**Prompt:**
All entries below must be written out verbatim, and the images must be dropped.

**Given data:**
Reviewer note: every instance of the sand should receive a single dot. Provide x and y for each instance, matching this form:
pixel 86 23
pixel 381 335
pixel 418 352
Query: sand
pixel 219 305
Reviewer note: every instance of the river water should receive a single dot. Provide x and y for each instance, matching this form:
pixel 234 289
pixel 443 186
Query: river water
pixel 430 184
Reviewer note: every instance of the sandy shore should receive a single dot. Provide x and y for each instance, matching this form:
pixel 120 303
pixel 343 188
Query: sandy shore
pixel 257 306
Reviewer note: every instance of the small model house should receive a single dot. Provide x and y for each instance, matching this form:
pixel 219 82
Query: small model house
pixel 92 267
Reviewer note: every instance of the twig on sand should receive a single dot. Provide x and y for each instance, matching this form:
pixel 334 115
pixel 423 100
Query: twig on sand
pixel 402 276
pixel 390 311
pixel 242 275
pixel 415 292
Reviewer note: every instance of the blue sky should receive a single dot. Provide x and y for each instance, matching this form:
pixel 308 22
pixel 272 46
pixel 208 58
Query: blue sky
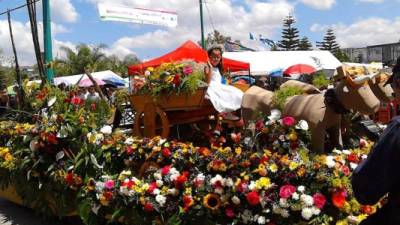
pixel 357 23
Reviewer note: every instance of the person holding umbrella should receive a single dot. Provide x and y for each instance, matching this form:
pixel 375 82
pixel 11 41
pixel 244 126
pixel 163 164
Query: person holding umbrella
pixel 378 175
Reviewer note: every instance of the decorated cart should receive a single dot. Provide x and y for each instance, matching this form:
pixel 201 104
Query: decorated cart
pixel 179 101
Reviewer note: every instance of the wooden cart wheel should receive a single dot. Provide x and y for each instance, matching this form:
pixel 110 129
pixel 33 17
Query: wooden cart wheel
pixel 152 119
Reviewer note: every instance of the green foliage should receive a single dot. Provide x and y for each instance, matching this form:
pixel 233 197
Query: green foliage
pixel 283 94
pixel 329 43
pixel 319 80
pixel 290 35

**Result:**
Reviewer note: every instance of the sand should receive a single dot. Provide x and y for each instance, matching this form:
pixel 86 23
pixel 381 335
pixel 418 352
Query: sand
pixel 219 305
Reviewer note: every instance of the river water should receive a single dot. Provide x and y for each instance, matching this form:
pixel 234 289
pixel 443 186
Query: river water
pixel 430 184
Reviewer note: every instance of the sandy shore should receive a single dot. Provide x and y for each instance, matching this form:
pixel 120 303
pixel 343 188
Query: sandy shore
pixel 257 306
Reviewer note: every instance of the small model house should receive a single dot. Provide x and y for each instance, matching this form:
pixel 219 82
Query: small model house
pixel 92 267
Reviewer note: every instance of the twig on sand should receive a single dot. Provide x and y for each instance, matching this form:
pixel 334 115
pixel 423 100
Query: twig on sand
pixel 402 276
pixel 390 311
pixel 242 275
pixel 415 292
Reviewer note: every instance of the blue sky should receive a single dot. Provide x and y for each instance, matching this form:
pixel 308 22
pixel 272 46
pixel 208 58
Query: blue sky
pixel 357 23
Reviewer note: every instance of the person holding umbrella should receive a single dot. Provide x and y for each instance, matching this form:
pixel 375 82
pixel 11 41
pixel 244 126
pixel 163 164
Query: person holding umbrella
pixel 378 175
Reviewer note: every instance of the decorated cart should receive a single dot. Provide x and y for each instance, matching this form:
pixel 201 104
Query: decorated cart
pixel 179 101
Reviewer note: every instance of the wooden cart wheel should receive a single dot. Provide x and y for each instance, matching this form:
pixel 110 129
pixel 33 17
Query: wooden cart wheel
pixel 152 119
Reviewer note: every instance of the green foliage should receive a single dot. Provide x and y for each instance, matching this form:
pixel 233 197
Query: green foliage
pixel 283 94
pixel 329 43
pixel 319 80
pixel 290 35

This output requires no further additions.